═══ Exercise passage

A Newark man who got a retrial after he was found guilty of killing an aspiring police officer in Lyndhurst was convicted again on Friday.
The state Supreme Court had given Fernando Carrero a reprieve when it dismissed his original 2013 conviction.
A new jury in state Superior Court in Hackensack found him guilty Friday of first-degree murder, hindering and weapons counts -- same as the first time -- following a three-week trial.
All that’s left now is a scheduled March 30 sentencing, unless there is another appeal.
Carrero was 17 when he gunned down 21-year-old Jose Hall in cold blood in Carrero’s former girlfriend’s Lyndhurst kitchen on Nov. 6, 2007, prosecutors said.
Now 30, he could be sent to prison for life.
Prosecutors told jurors in both trials that Carrero was jealous that his girlfriend’s ex-lover, Corey Hicks, was still living in her parents’ house with her.
So he went there with a loaded .357 Magnum and ran into Hall, who was Hicks’s best friend, they said.
An argument ensued and Hall was shot.
Shortly after midnight, police were called and the mortally wounded Hall was rushed to a nearby hospital.
Hall — who had just applied to become a Newark police officer, following in his father’s footsteps – was taken off life support less than two days later.
Police said they found the handgun wrapped in a plastic bag at a friend’s home in Orange, where they said Carrero had fled.
Both trials relied strongly on the credibility of Carrero’s then-girlfriend, Kerrilynn Lowenstein, who was there during the shooting at her parents’ Second Avenue home.
Lowenstein testified both times that she heard the first shot ring out in the family kitchen and ran in to find Hall in a fetal position on his back. Carrero was standing over him, she said.
Lowenstein said she tried to take the gun but that Carrero aimed it at Hall’s head and pulled the trigger.
The defense claimed the gun went off during a struggle.
Carrero originally was charged as a juvenile.
At first, he pleaded guilty to aggravated manslaughter and hindering charges offered by prosecutors in adult criminal court rather than stand trial for murder.
He later convinced a judge to revoke the plea, contending that his lawyer at the time misled him about the likely sentence for “copping out.”
Any opportunity for another plea vanished after that.

══════

> Task to carry out
According to the news report on the Lyndhurst murder retrial, how old was Jose Hall when he was shot? The records have no connection to the text.

═══ Provided information

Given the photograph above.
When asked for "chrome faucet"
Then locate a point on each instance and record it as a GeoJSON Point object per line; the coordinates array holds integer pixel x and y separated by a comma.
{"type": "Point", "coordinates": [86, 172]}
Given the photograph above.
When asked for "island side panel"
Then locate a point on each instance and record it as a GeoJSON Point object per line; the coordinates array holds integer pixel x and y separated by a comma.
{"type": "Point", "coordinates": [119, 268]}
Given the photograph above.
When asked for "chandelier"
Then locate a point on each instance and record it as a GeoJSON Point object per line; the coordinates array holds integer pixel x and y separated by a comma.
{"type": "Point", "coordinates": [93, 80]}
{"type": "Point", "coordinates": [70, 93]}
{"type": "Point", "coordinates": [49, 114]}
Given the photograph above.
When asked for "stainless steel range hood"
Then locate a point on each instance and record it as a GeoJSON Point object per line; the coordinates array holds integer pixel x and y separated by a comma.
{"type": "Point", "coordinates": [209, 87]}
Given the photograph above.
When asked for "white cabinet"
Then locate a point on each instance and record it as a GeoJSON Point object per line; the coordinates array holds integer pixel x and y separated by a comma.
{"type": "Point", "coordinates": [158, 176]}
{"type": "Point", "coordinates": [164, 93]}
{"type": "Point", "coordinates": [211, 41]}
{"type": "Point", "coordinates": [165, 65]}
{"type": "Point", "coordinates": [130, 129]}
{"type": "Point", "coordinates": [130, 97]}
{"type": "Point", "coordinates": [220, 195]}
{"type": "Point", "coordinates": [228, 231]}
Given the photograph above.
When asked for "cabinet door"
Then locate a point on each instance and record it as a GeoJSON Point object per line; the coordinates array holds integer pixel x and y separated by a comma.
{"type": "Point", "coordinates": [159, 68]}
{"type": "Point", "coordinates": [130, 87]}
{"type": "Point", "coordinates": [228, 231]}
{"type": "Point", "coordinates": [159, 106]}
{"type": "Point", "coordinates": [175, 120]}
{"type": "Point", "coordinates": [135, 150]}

══════

> Written reply
Jose Hall was 21 years old.